## How to complete this task
Set down exactly the lines that run from the line with "the white sky" to the end of the data, and nothing else.

## Available records
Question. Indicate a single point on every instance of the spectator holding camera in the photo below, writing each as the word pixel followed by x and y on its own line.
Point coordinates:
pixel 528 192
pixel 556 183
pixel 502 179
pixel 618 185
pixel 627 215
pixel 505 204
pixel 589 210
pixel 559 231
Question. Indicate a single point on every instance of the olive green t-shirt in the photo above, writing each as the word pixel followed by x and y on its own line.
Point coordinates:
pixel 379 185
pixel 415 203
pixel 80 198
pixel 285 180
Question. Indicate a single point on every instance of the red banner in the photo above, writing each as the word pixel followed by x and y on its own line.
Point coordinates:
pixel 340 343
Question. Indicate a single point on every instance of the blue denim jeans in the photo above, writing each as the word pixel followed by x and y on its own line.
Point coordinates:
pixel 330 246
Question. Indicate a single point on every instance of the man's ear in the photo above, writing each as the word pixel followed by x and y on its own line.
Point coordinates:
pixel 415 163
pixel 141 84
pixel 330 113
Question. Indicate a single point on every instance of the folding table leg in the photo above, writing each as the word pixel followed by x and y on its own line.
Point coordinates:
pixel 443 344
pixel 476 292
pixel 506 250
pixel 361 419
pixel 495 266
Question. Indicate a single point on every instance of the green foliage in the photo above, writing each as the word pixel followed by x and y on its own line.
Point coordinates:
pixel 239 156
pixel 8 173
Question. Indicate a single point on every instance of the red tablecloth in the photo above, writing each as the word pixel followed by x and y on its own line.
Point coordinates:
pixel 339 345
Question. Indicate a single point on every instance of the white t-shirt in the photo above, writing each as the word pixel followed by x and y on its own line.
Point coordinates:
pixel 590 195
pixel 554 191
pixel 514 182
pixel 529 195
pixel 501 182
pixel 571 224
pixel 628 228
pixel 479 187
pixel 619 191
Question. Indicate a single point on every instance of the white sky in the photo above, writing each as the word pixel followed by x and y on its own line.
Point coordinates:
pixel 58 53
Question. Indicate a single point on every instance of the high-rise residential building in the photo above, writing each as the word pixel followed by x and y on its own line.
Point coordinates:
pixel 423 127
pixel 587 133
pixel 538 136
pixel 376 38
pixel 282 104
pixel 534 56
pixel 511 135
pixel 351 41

## Answer section
Question. Indicate a single point on every instance of the white sky in the photo above, writing each as the word pixel followed by x and y on its own line.
Point coordinates:
pixel 58 53
Question. Indicate a single point on every instance of the high-rise residential building in the photo above, writing each as the word pixel followed by x and y on its own line.
Point coordinates:
pixel 423 127
pixel 587 133
pixel 538 136
pixel 376 38
pixel 282 104
pixel 534 56
pixel 511 135
pixel 351 41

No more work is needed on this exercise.